TEXTE SOURCE:
******

Guillaume le Maudit, roi en Flandre

Viré manu militari par les Belges en 1830, réhabilité avec les honneurs par la Flandre en 2015, dans le cadre du bicentenaire du Royaume-Uni des Pays-Bas : comment le retour en grâce de Guillaume d’Orange doit faire passer la naissance de la Belgique pour une erreur historique.

Du haut de ses deux mètres quarante, figé dans le bronze, encore inachevé et tout poussiéreux dans son uniforme d’apparat, il prend son mal en patience. Guillaume Ier des Pays-Bas n’en est plus à quelques semaines près. Le retour à la lumière est proche. Quasi miraculeux, au bout de deux siècles de bannissement.

 » Willem  » revient de loin. Sorti par la grande porte avec pertes et fracas par les révolutionnaires belges en 1830, le voilà qui rentre par la fenêtre avec la seule complicité de la Flandre.

Alexander Karel Evrard est un nonagénaire comblé. C’est d’un regard attendri qu’il couve la sculpture en voie de finition, dans une fonderie située en périphérie gantoise. Sous ses yeux émerveillés, l’aboutissement d’un vieux rêve et d’un long combat.  » Moi gantois, j’avais fait le serment sur son tombeau, à Delft, de réhabiliter un jour Guillaume des Pays-Bas.  » A 91 ans, le neuropsychiatre féru d’histoire a été jusqu’au bout de son grain de folie. Guillaume Ier d’Orange aura bientôt droit à sa statue. La première, l’unique du genre, à prendre place dans un espace public au royaume de Belgique. La fière cité flamande n’a jamais pu oublier son bienfaiteur.  » Gand lui doit son université, son industrie textile, le canal qui en a fait un port maritime. On ne peut pas ne pas être orangiste à Gand, ne pas être reconnaissant à Guillaume pour tout ce qu’il a accompli « , s’enthousiasme son premier supporter.

******

DONNÉES RECUEILLIES:
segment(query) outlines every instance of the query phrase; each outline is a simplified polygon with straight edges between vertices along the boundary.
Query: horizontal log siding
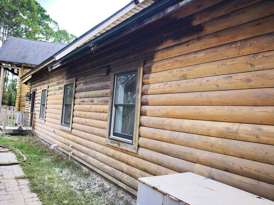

******

CONSIGNE: Poursuivez l'article sur la réhabilitation de Guillaume d'Orange en Flandre à partir de sa dernière phrase.

RÉPONSE ATTENDUE:
Quand on aime, on ne compte pas. 15 000 euros la statue, 60 000 euros tous frais d’installation compris : les Gantois sont invités à verser leur obole pour les beaux yeux du  » bon roi Guillaume « .  » Il nous reste à trouver 20 000 euros. Nous avons obtenu un subside du cabinet du ministre-président Geert Bourgeois « , explique Herman De Mulder, cheville ouvrière d’un  » Comité 1815-2015, Willem bedankt !  » spécialement constitué pour la cause.

Certes, il a fallu convaincre des autorités communales quelque peu hésitantes à donner leur feu vert.  » Intellectuellement, le sentiment orangiste subsiste. Mais politiquement, le sujet reste sensible « , glisse, l’oeil malicieux, Alexander Evrard. C’est faire beaucoup d’honneur au souverain batave chassé de nos régions manu militari en 1830, non sans que le sang de patriotes belges n’ait été versé sur les pavés de Bruxelles et d’ailleurs. Guillaume ne s’en était jamais remis. Sa réputation de triste sire était faite, et les traces de son souvenir sous nos latitudes se faisaient discrètes.

Tout arrive. Y compris le bicentenaire du Royaume-Uni des Pays-Bas, constitué en 1815 sur les ruines du régime napoléonien. Au-delà de Gand, c’est toute la Flandre qui s’est mise à sortir de l’oubli  » Guillaume le Maudit « . Colloques, conférences, publications, expos : villes et bourgades du plat pays, surtout celles jadis ralliées à la cause orangiste, multiplient les marques d’intérêt.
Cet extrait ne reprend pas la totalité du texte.